## OBJECTIVE
Please copy each of the entries below word for word, keeping every line unchanged.

## DATA FOR PROCESSING
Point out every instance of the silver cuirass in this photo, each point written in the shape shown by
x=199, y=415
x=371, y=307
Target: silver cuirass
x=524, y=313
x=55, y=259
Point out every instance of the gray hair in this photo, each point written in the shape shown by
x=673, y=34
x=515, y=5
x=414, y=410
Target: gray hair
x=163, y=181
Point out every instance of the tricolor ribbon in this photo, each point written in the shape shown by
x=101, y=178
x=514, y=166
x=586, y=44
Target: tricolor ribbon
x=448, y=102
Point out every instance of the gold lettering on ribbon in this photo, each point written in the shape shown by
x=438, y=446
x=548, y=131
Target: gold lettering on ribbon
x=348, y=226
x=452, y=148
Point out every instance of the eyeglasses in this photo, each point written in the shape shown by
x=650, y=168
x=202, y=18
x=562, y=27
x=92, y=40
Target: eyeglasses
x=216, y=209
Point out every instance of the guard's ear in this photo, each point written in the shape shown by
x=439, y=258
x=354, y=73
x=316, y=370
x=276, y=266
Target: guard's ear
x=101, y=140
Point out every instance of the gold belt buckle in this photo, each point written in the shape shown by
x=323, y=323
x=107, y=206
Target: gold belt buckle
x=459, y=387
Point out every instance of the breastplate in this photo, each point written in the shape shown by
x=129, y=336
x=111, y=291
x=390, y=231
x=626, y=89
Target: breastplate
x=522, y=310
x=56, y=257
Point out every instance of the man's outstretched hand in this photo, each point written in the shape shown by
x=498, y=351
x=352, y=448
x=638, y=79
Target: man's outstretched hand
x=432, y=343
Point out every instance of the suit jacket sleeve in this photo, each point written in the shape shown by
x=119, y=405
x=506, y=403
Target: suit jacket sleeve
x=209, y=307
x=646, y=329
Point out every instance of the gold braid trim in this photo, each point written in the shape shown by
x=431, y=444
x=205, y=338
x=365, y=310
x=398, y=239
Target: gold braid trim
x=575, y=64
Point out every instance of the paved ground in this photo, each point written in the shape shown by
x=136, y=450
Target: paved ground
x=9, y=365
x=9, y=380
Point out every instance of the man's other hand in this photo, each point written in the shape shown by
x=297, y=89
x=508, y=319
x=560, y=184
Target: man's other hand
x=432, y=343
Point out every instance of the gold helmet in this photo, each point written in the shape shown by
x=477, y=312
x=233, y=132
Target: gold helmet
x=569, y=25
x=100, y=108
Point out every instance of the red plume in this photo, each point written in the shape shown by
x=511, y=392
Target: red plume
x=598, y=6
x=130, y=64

## WRITTEN SOLUTION
Point out every instance of the silver cuirass in this photo, each point written in the shape shown by
x=199, y=415
x=371, y=307
Target: silver cuirass
x=524, y=313
x=55, y=259
Point out every instance of the gray hair in this photo, each point written in the shape shown by
x=673, y=34
x=515, y=5
x=414, y=410
Target: gray hair
x=163, y=181
Point out every instance of the tricolor ribbon in this photo, each point written in the shape shown by
x=101, y=178
x=514, y=166
x=586, y=44
Target: tricolor ribbon
x=448, y=102
Point out every instance of the gold lettering on ribbon in this photo, each point written in the shape shown by
x=438, y=446
x=548, y=131
Target: gold lettering on ribbon
x=348, y=226
x=452, y=148
Point out every instance of the eyeglasses in this photo, each point written in the shape shown by
x=650, y=168
x=202, y=18
x=562, y=27
x=92, y=40
Target: eyeglasses
x=216, y=209
Point out every instance of the guard's ear in this photo, each point written in the shape shown by
x=439, y=258
x=354, y=73
x=316, y=370
x=276, y=266
Target: guard's ear
x=101, y=140
Point out every instance of the gold belt buckle in this photo, each point written in the shape shown by
x=323, y=323
x=107, y=206
Target: gold belt buckle
x=459, y=387
Point out every instance of the breastplate in this photo, each point written in the shape shown by
x=129, y=336
x=111, y=291
x=390, y=231
x=626, y=89
Target: breastplate
x=522, y=310
x=56, y=257
Point out every instance of the man's outstretched hand in this photo, each point written in the shape shown by
x=498, y=351
x=352, y=448
x=638, y=79
Target: man's outstretched hand
x=432, y=343
Point out every instance of the suit jacket sleeve in this photo, each point written in the shape shown by
x=119, y=405
x=506, y=403
Target: suit jacket sleeve
x=209, y=307
x=646, y=329
Point out every instance of the gold braid trim in this photo, each point written in the shape shown by
x=431, y=444
x=205, y=338
x=365, y=310
x=398, y=239
Target: gold braid trim
x=575, y=64
Point out every instance of the paved ground in this photo, each point written in the shape shown by
x=136, y=450
Target: paved ground
x=9, y=365
x=9, y=380
Point out every instance of the man's other hand in this photo, each point written in the shape shown by
x=297, y=89
x=508, y=319
x=560, y=184
Target: man's other hand
x=432, y=343
Point out every instance of the gold helmet in this photo, each point written in the shape shown by
x=477, y=312
x=233, y=132
Target: gold helmet
x=569, y=25
x=100, y=108
Point out every instance of the red plume in this photo, each point written in the shape shown by
x=511, y=392
Target: red plume
x=598, y=6
x=130, y=64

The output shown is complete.